___ Task input ___

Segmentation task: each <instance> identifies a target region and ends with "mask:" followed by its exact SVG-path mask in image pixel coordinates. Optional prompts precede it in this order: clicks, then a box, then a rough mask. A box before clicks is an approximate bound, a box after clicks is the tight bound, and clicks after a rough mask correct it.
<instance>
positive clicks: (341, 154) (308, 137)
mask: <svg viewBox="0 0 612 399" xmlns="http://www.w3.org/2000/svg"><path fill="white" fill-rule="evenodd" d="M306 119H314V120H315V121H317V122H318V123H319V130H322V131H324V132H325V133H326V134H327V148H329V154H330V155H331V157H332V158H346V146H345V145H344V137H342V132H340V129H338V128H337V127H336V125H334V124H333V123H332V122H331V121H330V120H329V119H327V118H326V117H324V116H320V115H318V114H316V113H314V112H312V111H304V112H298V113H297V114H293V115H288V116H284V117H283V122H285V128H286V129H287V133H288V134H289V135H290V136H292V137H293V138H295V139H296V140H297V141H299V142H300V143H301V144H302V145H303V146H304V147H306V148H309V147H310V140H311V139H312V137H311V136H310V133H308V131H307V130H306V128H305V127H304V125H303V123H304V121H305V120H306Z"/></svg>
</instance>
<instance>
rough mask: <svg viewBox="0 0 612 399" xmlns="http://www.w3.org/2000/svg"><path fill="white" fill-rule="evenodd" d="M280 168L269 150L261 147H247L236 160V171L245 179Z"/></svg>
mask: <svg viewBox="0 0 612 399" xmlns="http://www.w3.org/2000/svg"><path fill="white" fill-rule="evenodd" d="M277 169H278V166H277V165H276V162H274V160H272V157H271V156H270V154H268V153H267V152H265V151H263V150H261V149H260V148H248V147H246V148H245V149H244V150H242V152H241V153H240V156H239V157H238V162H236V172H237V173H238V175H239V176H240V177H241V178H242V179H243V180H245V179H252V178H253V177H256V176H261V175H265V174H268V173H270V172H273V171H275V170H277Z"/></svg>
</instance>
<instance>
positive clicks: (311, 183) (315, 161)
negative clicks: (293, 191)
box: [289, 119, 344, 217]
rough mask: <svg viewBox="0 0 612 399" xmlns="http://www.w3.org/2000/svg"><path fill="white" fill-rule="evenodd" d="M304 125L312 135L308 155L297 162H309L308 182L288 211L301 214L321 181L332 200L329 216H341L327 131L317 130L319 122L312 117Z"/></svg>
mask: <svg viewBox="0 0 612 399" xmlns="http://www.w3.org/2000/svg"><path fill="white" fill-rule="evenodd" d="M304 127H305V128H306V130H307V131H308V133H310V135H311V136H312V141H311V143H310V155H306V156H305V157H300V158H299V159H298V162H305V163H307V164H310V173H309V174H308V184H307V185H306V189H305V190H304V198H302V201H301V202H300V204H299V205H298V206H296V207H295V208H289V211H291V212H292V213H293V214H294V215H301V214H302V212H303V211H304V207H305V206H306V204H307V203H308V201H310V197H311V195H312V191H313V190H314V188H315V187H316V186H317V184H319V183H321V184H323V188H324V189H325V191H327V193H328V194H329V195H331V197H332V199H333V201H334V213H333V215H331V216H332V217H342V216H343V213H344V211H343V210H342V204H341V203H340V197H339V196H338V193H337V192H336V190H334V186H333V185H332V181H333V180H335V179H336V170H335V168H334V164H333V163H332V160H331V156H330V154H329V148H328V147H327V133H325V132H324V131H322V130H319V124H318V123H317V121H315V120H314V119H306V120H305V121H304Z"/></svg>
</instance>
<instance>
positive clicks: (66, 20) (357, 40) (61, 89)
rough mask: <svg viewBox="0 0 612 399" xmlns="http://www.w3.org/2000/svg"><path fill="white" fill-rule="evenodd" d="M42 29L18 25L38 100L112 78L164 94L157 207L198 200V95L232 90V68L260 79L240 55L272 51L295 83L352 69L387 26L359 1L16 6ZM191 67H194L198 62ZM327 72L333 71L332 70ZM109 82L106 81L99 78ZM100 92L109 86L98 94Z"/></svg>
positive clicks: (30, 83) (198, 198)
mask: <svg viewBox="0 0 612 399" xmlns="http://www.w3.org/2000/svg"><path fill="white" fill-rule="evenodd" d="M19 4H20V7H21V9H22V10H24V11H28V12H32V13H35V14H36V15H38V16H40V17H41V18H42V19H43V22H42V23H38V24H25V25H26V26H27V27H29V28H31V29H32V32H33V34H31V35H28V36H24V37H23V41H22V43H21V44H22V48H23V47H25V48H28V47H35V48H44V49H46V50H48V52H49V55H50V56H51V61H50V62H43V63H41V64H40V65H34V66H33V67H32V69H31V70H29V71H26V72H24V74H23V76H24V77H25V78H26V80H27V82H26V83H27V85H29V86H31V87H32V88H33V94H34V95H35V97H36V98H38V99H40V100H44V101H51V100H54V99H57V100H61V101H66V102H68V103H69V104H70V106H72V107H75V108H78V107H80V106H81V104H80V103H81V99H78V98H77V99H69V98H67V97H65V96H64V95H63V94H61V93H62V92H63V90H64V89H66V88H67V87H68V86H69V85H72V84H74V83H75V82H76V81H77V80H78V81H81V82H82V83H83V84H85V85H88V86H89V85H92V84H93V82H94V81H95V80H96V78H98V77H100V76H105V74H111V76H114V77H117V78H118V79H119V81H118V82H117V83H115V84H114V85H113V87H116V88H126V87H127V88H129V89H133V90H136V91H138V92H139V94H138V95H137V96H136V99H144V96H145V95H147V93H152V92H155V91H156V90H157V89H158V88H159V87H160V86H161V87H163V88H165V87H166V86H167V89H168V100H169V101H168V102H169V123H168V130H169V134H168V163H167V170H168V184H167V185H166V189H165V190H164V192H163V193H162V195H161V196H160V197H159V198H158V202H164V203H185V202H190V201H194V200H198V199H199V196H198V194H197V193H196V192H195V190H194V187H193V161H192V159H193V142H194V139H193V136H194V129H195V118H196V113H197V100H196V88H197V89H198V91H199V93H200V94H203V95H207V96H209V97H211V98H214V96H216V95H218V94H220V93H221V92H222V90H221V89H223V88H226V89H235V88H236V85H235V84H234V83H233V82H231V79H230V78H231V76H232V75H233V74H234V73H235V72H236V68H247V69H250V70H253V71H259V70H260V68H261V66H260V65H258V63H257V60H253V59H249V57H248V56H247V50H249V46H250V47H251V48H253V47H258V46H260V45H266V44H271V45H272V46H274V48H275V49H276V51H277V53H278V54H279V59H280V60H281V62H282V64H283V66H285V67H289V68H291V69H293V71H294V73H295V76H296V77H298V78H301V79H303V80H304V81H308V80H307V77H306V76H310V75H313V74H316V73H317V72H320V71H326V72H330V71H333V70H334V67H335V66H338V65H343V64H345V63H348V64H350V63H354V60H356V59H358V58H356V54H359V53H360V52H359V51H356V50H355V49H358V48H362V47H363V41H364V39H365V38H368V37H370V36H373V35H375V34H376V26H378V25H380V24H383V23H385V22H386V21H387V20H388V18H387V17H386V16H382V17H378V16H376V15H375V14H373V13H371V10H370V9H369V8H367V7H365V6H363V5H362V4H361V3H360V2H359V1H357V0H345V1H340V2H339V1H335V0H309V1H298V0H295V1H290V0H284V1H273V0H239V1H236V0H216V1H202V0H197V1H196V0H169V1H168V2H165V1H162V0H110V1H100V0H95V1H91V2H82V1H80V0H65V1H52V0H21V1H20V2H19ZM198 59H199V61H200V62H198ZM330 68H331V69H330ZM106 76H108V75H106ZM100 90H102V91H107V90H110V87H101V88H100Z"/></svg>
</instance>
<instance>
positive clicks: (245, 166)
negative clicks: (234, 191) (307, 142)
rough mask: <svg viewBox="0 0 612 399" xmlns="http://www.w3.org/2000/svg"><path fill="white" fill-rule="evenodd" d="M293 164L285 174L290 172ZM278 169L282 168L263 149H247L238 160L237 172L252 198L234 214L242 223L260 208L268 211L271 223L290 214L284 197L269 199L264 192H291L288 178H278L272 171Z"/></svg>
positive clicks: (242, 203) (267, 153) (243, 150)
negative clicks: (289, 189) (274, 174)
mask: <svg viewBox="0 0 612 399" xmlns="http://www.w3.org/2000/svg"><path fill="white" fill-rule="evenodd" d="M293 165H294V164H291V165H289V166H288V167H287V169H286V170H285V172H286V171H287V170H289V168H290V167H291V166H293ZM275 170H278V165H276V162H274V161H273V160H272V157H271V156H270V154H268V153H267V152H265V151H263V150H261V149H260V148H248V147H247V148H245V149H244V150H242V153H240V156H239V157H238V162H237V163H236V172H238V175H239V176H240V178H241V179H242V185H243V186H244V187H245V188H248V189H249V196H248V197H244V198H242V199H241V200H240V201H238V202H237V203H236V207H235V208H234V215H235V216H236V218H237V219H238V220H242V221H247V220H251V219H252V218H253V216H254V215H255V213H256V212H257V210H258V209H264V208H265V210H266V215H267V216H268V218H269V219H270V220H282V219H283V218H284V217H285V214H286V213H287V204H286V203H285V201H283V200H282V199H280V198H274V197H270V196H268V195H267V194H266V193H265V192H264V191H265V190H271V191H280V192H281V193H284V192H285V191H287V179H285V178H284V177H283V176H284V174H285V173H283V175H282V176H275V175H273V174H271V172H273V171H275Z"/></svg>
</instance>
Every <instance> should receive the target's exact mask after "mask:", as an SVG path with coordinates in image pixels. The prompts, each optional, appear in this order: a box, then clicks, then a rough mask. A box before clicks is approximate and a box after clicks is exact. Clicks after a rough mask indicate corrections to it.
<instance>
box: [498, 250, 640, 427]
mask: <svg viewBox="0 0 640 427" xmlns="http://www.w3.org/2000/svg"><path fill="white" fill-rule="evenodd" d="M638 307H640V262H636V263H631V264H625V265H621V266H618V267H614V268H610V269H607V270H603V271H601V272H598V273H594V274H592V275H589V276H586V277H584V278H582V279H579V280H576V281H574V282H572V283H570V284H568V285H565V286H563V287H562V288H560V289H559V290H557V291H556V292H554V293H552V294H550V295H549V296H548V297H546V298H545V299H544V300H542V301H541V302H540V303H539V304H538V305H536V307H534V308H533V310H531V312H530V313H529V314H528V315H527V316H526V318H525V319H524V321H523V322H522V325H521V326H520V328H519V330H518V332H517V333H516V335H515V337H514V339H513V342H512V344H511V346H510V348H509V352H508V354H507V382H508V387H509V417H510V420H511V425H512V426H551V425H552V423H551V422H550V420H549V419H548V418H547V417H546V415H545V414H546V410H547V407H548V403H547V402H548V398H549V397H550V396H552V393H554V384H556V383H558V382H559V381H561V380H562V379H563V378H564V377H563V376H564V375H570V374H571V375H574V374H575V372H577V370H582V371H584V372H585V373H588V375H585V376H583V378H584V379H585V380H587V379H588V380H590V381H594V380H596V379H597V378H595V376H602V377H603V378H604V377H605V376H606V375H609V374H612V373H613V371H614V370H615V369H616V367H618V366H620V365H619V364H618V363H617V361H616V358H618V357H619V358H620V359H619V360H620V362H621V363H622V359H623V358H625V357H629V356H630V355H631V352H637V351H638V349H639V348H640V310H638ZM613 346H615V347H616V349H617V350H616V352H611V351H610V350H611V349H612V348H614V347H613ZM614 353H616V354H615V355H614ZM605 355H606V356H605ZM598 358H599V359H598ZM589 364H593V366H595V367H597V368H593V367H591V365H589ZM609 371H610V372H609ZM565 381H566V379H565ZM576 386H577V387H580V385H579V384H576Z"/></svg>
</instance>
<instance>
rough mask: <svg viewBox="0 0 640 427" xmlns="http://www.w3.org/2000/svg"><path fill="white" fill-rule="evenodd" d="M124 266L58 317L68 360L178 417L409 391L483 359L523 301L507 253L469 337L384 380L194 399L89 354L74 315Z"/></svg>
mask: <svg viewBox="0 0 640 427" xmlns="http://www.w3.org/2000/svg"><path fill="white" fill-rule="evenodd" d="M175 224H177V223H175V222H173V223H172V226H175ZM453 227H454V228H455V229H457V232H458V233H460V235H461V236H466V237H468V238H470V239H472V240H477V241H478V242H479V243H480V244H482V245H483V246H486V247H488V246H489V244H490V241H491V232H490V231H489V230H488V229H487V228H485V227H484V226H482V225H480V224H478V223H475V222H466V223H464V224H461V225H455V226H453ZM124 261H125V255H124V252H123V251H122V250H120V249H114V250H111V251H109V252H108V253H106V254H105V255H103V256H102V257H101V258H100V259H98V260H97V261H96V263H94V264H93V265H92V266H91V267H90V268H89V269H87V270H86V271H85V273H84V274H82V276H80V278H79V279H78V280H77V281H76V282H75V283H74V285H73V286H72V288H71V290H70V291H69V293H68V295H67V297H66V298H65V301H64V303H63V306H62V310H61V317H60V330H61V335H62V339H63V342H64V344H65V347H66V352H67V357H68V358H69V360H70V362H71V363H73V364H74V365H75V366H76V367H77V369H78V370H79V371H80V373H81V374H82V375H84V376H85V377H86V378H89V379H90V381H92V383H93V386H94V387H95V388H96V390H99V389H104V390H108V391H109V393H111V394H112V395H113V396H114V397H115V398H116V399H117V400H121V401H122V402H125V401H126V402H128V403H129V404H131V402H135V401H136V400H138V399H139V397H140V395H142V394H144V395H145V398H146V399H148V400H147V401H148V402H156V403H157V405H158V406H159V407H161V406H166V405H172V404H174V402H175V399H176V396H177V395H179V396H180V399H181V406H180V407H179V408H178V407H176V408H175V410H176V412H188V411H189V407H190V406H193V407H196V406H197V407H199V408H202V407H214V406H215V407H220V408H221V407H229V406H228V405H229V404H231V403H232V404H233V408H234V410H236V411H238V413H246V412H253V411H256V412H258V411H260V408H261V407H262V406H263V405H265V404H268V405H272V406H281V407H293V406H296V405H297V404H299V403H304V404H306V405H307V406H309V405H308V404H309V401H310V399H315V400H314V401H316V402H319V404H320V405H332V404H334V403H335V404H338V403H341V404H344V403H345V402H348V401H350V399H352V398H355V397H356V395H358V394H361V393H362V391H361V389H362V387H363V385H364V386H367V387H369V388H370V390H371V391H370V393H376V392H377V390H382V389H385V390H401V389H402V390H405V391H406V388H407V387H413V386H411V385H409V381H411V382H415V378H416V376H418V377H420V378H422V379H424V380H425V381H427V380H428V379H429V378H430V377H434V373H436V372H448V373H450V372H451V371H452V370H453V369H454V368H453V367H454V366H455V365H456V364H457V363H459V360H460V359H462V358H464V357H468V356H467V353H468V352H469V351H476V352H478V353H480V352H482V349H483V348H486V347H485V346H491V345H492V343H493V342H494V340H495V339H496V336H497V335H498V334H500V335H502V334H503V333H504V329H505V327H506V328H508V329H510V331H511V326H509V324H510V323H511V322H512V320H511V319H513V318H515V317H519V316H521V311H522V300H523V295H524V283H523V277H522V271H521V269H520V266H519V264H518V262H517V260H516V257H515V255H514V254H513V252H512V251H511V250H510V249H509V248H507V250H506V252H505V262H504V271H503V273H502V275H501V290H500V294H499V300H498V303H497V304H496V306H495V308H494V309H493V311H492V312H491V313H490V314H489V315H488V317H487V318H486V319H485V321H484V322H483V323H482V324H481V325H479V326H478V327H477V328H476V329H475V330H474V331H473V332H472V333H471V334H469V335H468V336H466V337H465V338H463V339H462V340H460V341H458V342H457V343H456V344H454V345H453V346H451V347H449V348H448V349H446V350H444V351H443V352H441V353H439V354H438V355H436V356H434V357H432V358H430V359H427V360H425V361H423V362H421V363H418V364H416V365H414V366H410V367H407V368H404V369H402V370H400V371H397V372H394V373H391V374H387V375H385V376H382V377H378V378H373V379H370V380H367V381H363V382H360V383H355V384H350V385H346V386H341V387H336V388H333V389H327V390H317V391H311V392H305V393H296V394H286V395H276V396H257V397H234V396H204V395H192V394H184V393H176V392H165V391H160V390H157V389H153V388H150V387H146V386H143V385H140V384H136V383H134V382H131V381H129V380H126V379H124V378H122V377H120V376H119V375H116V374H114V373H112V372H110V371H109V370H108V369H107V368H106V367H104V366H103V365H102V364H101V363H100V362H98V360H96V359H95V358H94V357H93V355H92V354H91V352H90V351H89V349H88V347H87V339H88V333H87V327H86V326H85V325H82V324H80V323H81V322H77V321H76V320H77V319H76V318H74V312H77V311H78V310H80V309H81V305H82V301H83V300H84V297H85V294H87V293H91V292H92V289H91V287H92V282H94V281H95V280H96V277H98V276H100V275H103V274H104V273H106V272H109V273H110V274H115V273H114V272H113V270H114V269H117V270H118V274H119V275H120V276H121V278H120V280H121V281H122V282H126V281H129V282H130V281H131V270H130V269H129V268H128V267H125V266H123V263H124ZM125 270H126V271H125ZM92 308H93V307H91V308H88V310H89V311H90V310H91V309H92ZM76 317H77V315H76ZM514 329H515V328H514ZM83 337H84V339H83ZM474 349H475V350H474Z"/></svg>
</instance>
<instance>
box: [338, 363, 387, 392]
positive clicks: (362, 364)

___

**Activity:** Pick out every line in the records above that contains the word "positive", and copy each one.

**Expected output:**
positive clicks: (341, 154) (308, 137)
positive clicks: (311, 183) (315, 161)
positive clicks: (66, 20) (357, 40) (61, 89)
positive clicks: (30, 83) (198, 198)
positive clicks: (245, 166)
positive clicks: (242, 203) (267, 153) (243, 150)
positive clicks: (362, 364)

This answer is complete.